======== Text block
“Bending” Iraqi detainees to the US will

The commander of US detention facilities in Iraq, Marine Maj. Gen. Douglas M. Stone, on Tuesday told a group of military bloggers that the US is now holding 25,000 detainees there. He also, more scarily yet, said that the military has activated programs with the detainees designed to “bend them back to our will.”
This language does not make it sound like a program of friendly persuasion. It makes it sound like highly coercive brainwashing. And it seems it is being practised with particular energy on the “about 840-something” detainees who are minors.
That is a shockingly high number of youthful detainees. (We can note that the US and Somalia are the only two countries in the world that have not ratified the UN’s Convention on the Rights of the Child.)
Stone confirmed reports that some of the detainees are as young as 11 and 12 years old:

    now, the trend is towards the youth. And you know, if they’re 11 years old and 12 years old and 13 years old, we tend to see them, the psychologists tend too see them as, you know, kids that, you know, are — can be told to do anything and they’ll go do it. The older ones, the 15, 16, 17-year-old ones, you know, they’re the harder nuts. And again my numbers are going to be a little bit off, but 50 to 60 of those we’ve been able to actually get criminal court hearings against.

Many, many aspects of what Stone says are truly outrageous. (Indeed, his entire discussion there constitutes a very important document of the US “counter-insurgency” mindset at work in Iraq.) Detaining children… using the fact and conditions of detention to try to brainwash people and/or as hostages in a cynical political game… trying to use coercively applied interpretations of “religion” in this brainwashing effort…
Mainly, I wanted to blog this– despite the horrendous time-crunch on my book deadline– because what Stone describes his units as so hurriedly trying to do in Iraq is all very similar indeed to what the Brits were trying to do with “Operation Pipeline” during their brutal, but ultimately unsuccessful, attempt to quell the Mau-Mau rebellion in Kenya 50 years ago. As I wrote about here— PDF– about 18 months ago.
Interestingly, Stone presents a large part of his effort as very humane, and almost similar to “social work” (Operation Pipeline was also in its time publicized as having a “rehabilitative” intent.)
Stone also writes about how enthusiastic Iraqi Vice-President Tariq al-Hashemi has become about the “educational” (i.e. mostly brainwashing) parts of the detention plan.
Well, maybe running a Pipeline-like detain-and-brainwash operation in Iraq will win the US a few extra months for Washington’s occupation of the country. Maybe not. It will almost certainly, however, sow additional trauma amongst everyone who takes part, both detainees and detainers, so from every point of view it is an extremely tragic episode.
But it won’t materially affect the ultimate fate of the US occupation there. Ending the occupation remains the prime responsibility of all Americans. We need to do it sooner rather than later and in a way that reduces to an absolute minimum both the conflict levels as we withdraw and the conflict levels within the Iraq that we leave behind. With wise diplomacy that is still possible– though of course nothing can bring back to life the many thousands who have died there in the 54 months of this senseless war to date.

14 thoughts on ““Bending” Iraqi detainees to the US will”
================
======== Record extracts
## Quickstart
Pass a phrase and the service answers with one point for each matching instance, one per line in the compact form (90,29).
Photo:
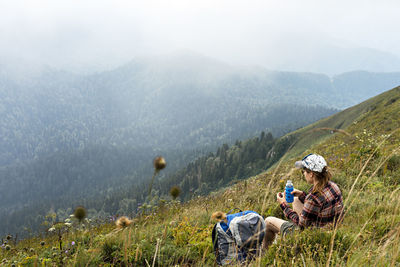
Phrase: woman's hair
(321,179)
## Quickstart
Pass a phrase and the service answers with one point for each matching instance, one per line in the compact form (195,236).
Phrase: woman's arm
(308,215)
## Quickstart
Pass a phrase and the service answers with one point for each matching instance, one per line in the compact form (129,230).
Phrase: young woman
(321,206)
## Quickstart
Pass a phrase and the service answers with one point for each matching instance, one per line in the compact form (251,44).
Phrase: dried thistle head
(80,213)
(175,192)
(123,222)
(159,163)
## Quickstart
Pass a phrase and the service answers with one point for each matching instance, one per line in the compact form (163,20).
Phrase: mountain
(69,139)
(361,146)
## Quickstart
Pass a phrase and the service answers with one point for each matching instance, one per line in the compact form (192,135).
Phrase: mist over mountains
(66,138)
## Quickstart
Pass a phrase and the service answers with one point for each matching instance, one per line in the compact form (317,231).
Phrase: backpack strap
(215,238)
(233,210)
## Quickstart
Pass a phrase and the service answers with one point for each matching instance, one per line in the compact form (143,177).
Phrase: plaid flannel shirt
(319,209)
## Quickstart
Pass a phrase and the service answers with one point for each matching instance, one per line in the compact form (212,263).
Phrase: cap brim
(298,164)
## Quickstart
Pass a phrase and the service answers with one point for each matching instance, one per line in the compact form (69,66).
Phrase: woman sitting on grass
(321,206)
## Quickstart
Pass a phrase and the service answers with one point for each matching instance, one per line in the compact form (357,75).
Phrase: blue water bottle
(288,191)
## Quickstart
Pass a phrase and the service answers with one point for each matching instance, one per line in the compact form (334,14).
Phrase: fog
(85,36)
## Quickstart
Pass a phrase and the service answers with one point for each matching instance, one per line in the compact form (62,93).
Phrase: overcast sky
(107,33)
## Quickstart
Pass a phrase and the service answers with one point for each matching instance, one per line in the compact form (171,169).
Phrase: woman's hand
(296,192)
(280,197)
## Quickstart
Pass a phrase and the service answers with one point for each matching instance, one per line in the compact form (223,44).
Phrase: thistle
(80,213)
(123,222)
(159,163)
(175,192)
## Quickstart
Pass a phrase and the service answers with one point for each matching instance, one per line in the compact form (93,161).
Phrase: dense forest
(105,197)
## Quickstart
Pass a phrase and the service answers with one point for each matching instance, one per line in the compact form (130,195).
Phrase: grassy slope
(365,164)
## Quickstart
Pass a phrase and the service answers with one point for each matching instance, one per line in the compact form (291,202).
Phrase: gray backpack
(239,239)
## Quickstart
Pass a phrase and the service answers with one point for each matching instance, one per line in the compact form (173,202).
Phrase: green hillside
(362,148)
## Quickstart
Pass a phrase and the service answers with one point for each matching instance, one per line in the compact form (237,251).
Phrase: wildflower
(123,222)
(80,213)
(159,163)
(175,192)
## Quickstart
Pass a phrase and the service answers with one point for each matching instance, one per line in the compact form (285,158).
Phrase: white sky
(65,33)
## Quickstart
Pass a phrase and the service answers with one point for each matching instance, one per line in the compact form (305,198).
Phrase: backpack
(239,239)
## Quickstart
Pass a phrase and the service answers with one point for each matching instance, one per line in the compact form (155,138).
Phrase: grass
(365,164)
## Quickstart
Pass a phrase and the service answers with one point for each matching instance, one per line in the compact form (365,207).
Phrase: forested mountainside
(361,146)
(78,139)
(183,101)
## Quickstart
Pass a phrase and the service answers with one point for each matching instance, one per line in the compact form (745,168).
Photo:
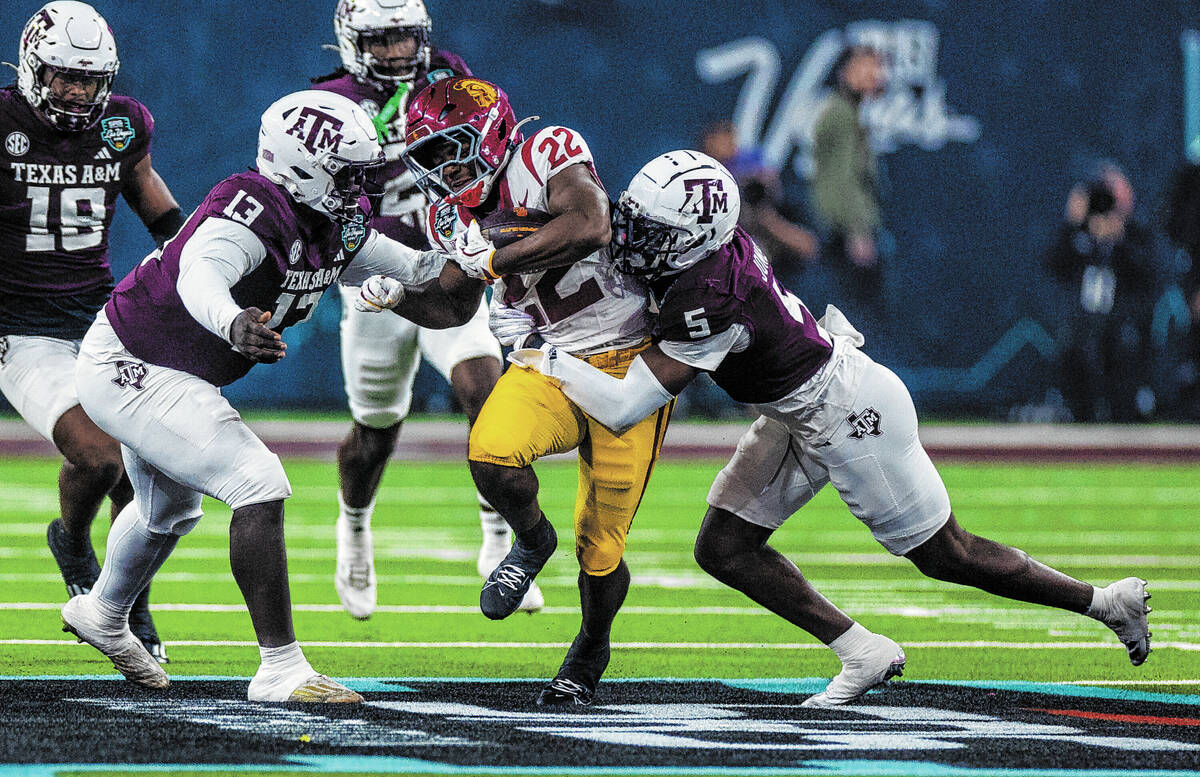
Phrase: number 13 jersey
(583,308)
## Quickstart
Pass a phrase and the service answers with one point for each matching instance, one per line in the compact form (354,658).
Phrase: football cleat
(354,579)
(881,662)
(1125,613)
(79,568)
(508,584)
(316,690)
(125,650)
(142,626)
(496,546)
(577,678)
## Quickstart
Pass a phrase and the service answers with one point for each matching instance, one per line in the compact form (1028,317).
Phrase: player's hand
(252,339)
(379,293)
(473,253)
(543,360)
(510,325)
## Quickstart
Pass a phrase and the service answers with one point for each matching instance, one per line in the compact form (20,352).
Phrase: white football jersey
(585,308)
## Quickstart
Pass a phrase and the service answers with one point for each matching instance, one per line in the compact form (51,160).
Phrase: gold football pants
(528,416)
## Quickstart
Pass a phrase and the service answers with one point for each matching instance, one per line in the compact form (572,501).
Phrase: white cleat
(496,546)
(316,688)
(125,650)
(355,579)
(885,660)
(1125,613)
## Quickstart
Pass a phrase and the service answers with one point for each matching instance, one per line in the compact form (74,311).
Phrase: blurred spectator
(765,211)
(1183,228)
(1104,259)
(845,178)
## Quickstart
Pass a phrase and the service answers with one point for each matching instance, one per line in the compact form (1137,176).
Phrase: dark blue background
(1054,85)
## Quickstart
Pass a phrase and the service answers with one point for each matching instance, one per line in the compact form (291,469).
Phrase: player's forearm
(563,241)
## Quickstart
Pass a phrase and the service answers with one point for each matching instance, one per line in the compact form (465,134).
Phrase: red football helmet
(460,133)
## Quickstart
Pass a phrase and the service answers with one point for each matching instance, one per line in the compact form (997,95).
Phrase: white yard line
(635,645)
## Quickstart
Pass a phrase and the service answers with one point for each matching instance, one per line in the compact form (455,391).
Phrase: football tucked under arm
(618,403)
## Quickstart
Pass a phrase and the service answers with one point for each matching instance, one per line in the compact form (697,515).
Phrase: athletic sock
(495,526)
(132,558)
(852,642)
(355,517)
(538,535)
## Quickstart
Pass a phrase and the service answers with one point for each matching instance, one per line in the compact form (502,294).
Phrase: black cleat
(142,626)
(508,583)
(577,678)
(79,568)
================
◆ Task brief:
Rewrite the passage of the post on Iraqi detainees starting at "This language does" and ending at "who are minors.", putting "indoctrination" in place of "brainwashing". The records are drawn from a separate source.

◆ The reply:
This language does not make it sound like a program of friendly persuasion. It makes it sound like highly coercive indoctrination. And it seems it is being practised with particular energy on the “about 840-something” detainees who are minors.